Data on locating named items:
·····

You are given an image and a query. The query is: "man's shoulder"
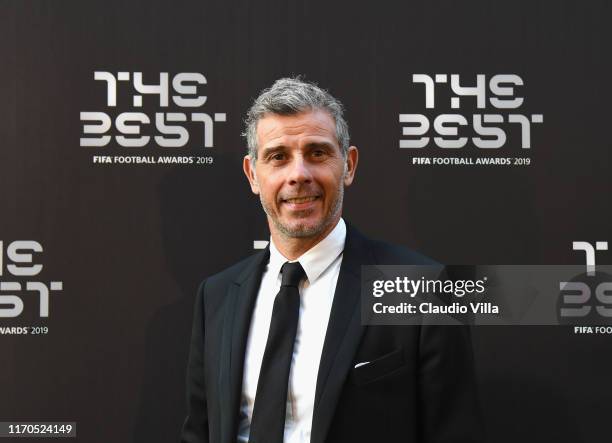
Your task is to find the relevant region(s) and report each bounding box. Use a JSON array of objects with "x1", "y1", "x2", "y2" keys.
[{"x1": 205, "y1": 250, "x2": 266, "y2": 289}]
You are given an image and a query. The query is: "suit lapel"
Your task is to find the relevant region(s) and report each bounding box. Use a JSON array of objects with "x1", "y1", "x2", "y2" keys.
[
  {"x1": 311, "y1": 225, "x2": 372, "y2": 443},
  {"x1": 219, "y1": 249, "x2": 269, "y2": 443}
]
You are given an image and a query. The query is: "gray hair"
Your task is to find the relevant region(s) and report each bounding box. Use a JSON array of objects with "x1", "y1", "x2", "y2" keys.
[{"x1": 242, "y1": 77, "x2": 349, "y2": 160}]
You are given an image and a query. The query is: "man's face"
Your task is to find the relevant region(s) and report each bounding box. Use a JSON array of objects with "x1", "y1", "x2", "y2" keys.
[{"x1": 244, "y1": 110, "x2": 357, "y2": 238}]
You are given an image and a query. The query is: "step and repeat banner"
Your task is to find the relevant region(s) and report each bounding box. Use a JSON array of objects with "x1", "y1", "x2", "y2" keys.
[{"x1": 0, "y1": 0, "x2": 612, "y2": 443}]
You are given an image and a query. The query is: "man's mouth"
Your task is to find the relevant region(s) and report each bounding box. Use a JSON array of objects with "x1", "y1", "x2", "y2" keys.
[{"x1": 282, "y1": 195, "x2": 319, "y2": 204}]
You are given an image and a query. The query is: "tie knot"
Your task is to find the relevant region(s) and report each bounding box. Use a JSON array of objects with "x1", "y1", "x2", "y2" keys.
[{"x1": 281, "y1": 261, "x2": 306, "y2": 288}]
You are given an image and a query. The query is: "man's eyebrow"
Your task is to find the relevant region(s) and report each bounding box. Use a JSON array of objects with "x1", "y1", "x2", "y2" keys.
[
  {"x1": 261, "y1": 145, "x2": 287, "y2": 157},
  {"x1": 306, "y1": 142, "x2": 334, "y2": 149}
]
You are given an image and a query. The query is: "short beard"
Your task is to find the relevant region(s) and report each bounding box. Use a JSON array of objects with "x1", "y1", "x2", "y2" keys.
[{"x1": 259, "y1": 182, "x2": 344, "y2": 238}]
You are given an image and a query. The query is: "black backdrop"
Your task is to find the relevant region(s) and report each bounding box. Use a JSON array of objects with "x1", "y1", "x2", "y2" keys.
[{"x1": 0, "y1": 0, "x2": 612, "y2": 443}]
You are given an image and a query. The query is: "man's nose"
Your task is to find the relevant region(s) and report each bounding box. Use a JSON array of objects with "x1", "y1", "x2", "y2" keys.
[{"x1": 288, "y1": 156, "x2": 312, "y2": 185}]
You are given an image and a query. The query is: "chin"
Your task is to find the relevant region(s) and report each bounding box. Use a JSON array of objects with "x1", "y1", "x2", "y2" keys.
[{"x1": 276, "y1": 221, "x2": 326, "y2": 238}]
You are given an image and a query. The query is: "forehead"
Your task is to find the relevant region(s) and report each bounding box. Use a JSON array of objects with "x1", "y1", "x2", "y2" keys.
[{"x1": 257, "y1": 109, "x2": 338, "y2": 148}]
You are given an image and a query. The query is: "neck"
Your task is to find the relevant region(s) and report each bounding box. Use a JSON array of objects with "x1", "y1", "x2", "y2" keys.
[{"x1": 270, "y1": 217, "x2": 340, "y2": 260}]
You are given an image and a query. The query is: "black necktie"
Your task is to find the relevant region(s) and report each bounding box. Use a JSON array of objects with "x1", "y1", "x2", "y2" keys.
[{"x1": 249, "y1": 262, "x2": 304, "y2": 443}]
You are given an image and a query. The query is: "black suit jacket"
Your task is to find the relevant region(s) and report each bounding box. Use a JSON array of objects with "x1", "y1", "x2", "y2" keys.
[{"x1": 181, "y1": 226, "x2": 481, "y2": 443}]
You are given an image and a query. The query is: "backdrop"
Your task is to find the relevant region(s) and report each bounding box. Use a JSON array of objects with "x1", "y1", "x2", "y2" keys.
[{"x1": 0, "y1": 0, "x2": 612, "y2": 443}]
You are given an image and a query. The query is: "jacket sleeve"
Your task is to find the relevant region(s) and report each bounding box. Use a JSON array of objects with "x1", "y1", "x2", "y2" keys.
[
  {"x1": 180, "y1": 281, "x2": 208, "y2": 443},
  {"x1": 418, "y1": 325, "x2": 483, "y2": 443}
]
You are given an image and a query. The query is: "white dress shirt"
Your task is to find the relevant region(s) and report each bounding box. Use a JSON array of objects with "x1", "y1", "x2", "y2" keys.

·····

Exercise directions: Count the lines of the data above that contain the string "suit", treating uppercase and lowercase as different, and give only the number.

Written solution: 2